#### Texte retenu
____________________
Influencé par l’école américaine et adepte d’une abstraction aux allures universelles, ses toiles sont créées de mille et une couleurs. Des tableaux en grands formats où l’épaisseur des couches et les grands gestes suggèrent l’intensité. Pour Samir Salemi, la création est aussi une catharsis.
e-taqafa : Comment avez-vous été influencé par l’école américaine en peinture ?
Samir Salemi : Les artistes américains ont ouvert la voie de l’art contemporain en transgressant toutes les règles de la représentation, du formalisme, de l’abstraction, des matériaux, des pratiques…, pour moi c’est une ouverture de perspectives sans fin.
e-taqafa : Pour arriver à votre style universel, avez-vous parcouru d’autres périodes ?
Samir Salemi : Autodidacte, je suis attiré par le moderne et le contemporain, ce qui ne m’empêche pas d’être fasciné par toutes les autres pratiques. Je suis passé par le figuratif notamment le figuratif africain que j’ai abordé avec des touches épurées et moins chargées. Depuis des années, je crée par collections. J’expose d’ailleurs à l’Espace Rivages ma collection récente « Les Jardins Imaginaires ».
e-taqafa : Vous exploitez plusieurs techniques et matières ?
____________________
#### Données du corpus
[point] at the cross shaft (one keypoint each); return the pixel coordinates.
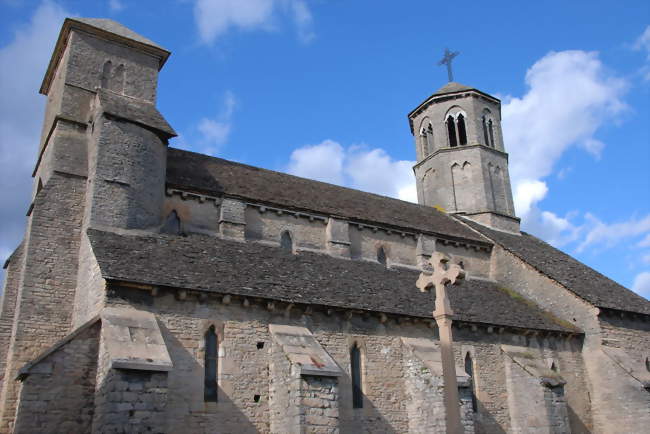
(442, 275)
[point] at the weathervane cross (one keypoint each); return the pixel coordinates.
(446, 60)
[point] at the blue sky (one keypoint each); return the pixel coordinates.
(322, 88)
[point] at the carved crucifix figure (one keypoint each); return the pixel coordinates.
(443, 274)
(446, 60)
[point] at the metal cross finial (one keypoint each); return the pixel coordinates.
(449, 56)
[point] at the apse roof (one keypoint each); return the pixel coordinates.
(577, 277)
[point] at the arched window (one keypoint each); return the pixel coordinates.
(172, 224)
(286, 243)
(355, 372)
(485, 136)
(491, 131)
(106, 74)
(429, 139)
(210, 365)
(469, 370)
(451, 131)
(462, 133)
(424, 143)
(381, 256)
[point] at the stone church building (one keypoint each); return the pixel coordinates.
(159, 290)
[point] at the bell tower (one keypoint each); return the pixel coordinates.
(462, 166)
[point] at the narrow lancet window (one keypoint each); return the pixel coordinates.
(485, 137)
(429, 138)
(106, 74)
(286, 243)
(491, 130)
(451, 130)
(381, 256)
(469, 370)
(462, 133)
(211, 360)
(355, 368)
(172, 224)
____________________
#### Travail demandé
Transcrivez fidèlement le passage de l'entretien avec Samir Salemi qui va de « Samir Salemi : Les » jusqu'à « perspectives sans fin. » inclus.

#### Tâche accomplie
Samir Salemi : Les artistes américains ont ouvert la voie de l’art contemporain en transgressant toutes les règles de la représentation, du formalisme, de l’abstraction, des matériaux, des pratiques…, pour moi c’est une ouverture de perspectives sans fin.